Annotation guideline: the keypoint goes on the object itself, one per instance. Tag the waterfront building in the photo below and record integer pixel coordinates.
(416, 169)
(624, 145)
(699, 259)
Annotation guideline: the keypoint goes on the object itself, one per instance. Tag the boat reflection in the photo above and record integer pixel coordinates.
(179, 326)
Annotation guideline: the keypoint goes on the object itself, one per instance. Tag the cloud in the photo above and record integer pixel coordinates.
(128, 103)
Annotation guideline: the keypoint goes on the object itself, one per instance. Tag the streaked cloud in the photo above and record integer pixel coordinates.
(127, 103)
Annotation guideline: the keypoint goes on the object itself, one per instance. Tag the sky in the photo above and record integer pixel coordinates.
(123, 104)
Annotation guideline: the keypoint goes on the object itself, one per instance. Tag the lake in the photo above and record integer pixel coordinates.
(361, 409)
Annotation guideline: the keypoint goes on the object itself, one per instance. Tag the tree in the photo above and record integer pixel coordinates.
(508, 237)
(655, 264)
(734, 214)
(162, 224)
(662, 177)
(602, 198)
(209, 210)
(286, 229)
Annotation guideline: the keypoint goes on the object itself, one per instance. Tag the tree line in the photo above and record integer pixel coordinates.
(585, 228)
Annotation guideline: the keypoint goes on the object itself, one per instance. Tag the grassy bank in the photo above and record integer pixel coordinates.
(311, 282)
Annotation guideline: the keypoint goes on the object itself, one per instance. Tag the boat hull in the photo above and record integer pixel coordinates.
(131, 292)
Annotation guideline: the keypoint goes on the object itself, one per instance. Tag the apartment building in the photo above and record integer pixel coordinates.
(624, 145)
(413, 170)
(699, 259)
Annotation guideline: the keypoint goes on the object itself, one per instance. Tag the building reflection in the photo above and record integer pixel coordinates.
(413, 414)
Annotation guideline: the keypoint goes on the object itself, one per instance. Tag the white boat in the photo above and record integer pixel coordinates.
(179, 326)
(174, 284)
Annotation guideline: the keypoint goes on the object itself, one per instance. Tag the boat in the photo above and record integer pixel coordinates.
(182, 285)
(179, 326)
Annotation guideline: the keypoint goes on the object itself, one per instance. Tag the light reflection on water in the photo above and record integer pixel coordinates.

★ ★ ★ ★

Copy the data exactly. Leave nothing out.

> **EXERCISE RESPONSE**:
Annotation guideline: the keypoint goes on the object itself, one per instance. Tag the waterfront building in the photo below and record integer pixel coordinates.
(416, 169)
(624, 145)
(699, 259)
Annotation guideline: the keypoint goes on the object itself, one per instance. Tag the boat reflection in the photo above and record integer pixel coordinates.
(179, 326)
Annotation guideline: the keypoint goes on the object itself, one per instance. Tag the cloud in the photo above and record integer pixel coordinates.
(128, 103)
Annotation guideline: the keypoint goes on the object itself, one per instance. Tag the streaked cloud in the photo above and record integer pixel coordinates.
(127, 103)
Annotation guideline: the keypoint goes on the object itself, one per instance. Tag the sky in the photo above and record integer pixel coordinates.
(123, 104)
Annotation guideline: the keypoint goes on the object itself, one per instance. Tag the lake in the photo above and record integer pixel coordinates.
(361, 409)
Annotation guideline: the keypoint goes on the object itself, one per instance. Tag the tree in the photo above and record integer pixel coordinates.
(508, 237)
(655, 264)
(734, 214)
(162, 224)
(662, 177)
(602, 198)
(209, 210)
(286, 229)
Annotation guideline: the keypoint goes on the object itself, one per instance. Tag the tree line in the photo above and record integer pixel coordinates.
(585, 228)
Annotation guideline: the keypoint goes on the object itself, one per instance. Tag the grassy bank in the photo above and record integer pixel coordinates.
(311, 282)
Annotation guideline: the keypoint goes on the object itself, one per instance. Tag the boat hull in the photo above and record integer pixel coordinates.
(131, 292)
Annotation guideline: the keypoint goes on the object itself, one per instance. Tag the apartment building in the photo above and record integer pixel coordinates.
(624, 145)
(413, 170)
(699, 259)
Annotation guideline: the keypoint goes on the object itself, one per instance. Tag the building reflection in the photo above and record integer pixel coordinates.
(413, 414)
Annotation guideline: the keypoint goes on the object itself, one per instance. Tag the white boat in the photo above and record integer pixel coordinates.
(179, 326)
(174, 284)
Annotation guideline: the keypoint goes on the object itself, one per instance. Tag the boat in the photo above and record integer pixel coordinates.
(182, 285)
(179, 326)
Annotation guideline: the keypoint goes on the object itself, one per instance. Tag the light reflection on water in the photo above and record integer pixel coordinates.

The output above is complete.